YOUR ASSIGNMENT – Please extend the piece below on China's hold over the dollar and low morale in the US Navy, picking up right after its final sentence.
━━ SELECTED EXTRACT
As China holds billions in US sovereign debut, China holds the fate of the Dollar in its hands more than ever, as now China has many other options at its disposal when it comes to diversifying its monetary policies.
In this sense, it is important to see US military provocations against China as symptoms of the wider economic and now monetary pressure the US is feeling as China moves to take its place as the undisputed leading economic power of the world.
In spite of many figures in the US ranging from neo-cons to Steve Bannon, being united around an anti-Chinese campaign, many members of the US armed forces are apparently growing demoralised with their country’s increasingly frequent, yet unfruitful missions to Asia.
In a recent report form the US based Navy Times, journalists interviewed sailors aboard the USS Shiloh cruiser. The ship which is based in Japan, has been running missions throughout East Asia in an attempt to allegedly deter North Korea.
But far form deterring North Korea, the American seamen have stated that their conditions have left them demoralised and even suicidal.
According to the report,
“Each survey (of US sailors) runs hundreds of pages, with crew members writing anonymously of dysfunction from the top, suicidal thoughts, exhaustion, despair and concern that the Shiloh was being pushed underway while vital repairs remained incomplete.
It feels like a race to see which will break down first, the ship or it’s […] crew”.
━━━━
━━ STORED DATA
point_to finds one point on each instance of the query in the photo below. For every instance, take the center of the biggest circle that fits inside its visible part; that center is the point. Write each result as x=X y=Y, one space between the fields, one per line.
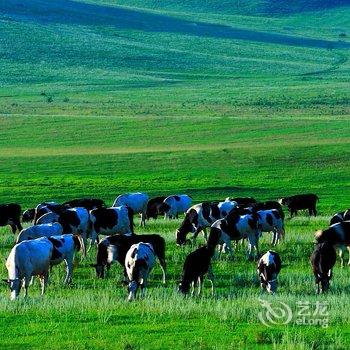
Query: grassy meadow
━━━━
ANSWER SECTION –
The report was commissioned after many members of the USS Shiloh’s crew anonymously contacted the Navy Times to complain of dire conditions.
One American sailor stated,
“I just pray we never have to shoot down a missile from North Korea, because then our ineffectiveness will really show”.
Others described the conditions aboard the USS Shiloh as “prison like” while others warned that “it’s only a matter of time before something horrible happens”.
The incidents aboard the USS Shiloh are not unique. Multiple incidentals, including deadly collisions have recently plagued US Navy ships in Asia over the last year.
In this sense, one sees US sailors used and abused by their chiefs, preparing for battles which many believe cannot be won, all the while, provoking the Chinese superpower in its own maritime territory.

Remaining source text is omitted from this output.